### Required task
Exactly reproduce the lines that follow.

### Provided material
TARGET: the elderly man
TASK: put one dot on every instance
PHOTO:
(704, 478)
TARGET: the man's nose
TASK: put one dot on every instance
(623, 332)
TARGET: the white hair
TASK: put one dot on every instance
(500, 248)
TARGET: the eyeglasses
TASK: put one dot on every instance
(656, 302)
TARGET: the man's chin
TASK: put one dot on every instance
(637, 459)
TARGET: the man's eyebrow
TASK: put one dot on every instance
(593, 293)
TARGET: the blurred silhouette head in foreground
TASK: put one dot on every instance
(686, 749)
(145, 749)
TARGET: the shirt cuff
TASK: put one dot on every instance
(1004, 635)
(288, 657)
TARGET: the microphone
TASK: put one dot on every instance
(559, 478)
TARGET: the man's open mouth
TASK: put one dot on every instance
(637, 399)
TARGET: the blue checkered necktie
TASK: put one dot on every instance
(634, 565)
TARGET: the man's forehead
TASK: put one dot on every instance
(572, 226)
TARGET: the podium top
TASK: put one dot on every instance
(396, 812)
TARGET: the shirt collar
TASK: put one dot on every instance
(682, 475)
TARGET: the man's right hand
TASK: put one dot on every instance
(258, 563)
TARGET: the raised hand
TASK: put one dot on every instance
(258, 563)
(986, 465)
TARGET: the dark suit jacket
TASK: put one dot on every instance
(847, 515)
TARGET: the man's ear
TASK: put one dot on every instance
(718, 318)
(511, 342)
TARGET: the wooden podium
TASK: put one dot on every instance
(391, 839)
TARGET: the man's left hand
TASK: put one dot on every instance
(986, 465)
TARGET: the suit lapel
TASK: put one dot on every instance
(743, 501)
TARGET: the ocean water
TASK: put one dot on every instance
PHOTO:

### Problem solution
TARGET: the elderly man
TASK: put one dot on every instance
PHOTO:
(704, 478)
TARGET: the man's nose
TASK: put one dot on every instance
(623, 332)
TARGET: the white hair
TASK: put one dot on every instance
(500, 248)
TARGET: the eyeglasses
TASK: put one dot on every instance
(656, 302)
TARGET: the man's chin
TASK: put one dot on every instance
(637, 459)
TARGET: the man's eyebrow
TASK: put one dot on every instance
(593, 293)
TARGET: the blurred silhouette head in foreground
TASK: put one dot on every instance
(686, 749)
(145, 749)
TARGET: the shirt cuff
TASK: put one dot on every instance
(1004, 635)
(288, 657)
TARGET: the microphone
TASK: put one dot on every instance
(559, 478)
TARGET: the man's open mouth
TASK: put one dot on every instance
(637, 399)
TARGET: the blue checkered necktie
TASK: put one dot on every instance
(634, 565)
TARGET: the man's forehead
TASK: put one dot on every instance
(572, 226)
TARGET: the podium top
TASK: put one dot on every instance
(396, 812)
TARGET: the shirt collar
TASK: put one dot on every instance
(682, 475)
TARGET: the man's right hand
TASK: put one dot on every instance
(258, 563)
TARGET: the raised hand
TASK: put one dot on every instance
(258, 563)
(986, 465)
TARGET: the dark suit jacket
TASK: put one dot on every instance
(847, 515)
TARGET: the man's ear
TASK: put one dot on every instance
(718, 318)
(511, 342)
TARGET: the wooden podium
TASK: put one dot on every instance
(391, 839)
TARGET: the man's left hand
TASK: put one dot on every instance
(986, 465)
TARGET: the suit lapel
TASK: put one dot on every instance
(743, 501)
TARGET: the ocean water
TASK: put one dot on every instance
PHOTO:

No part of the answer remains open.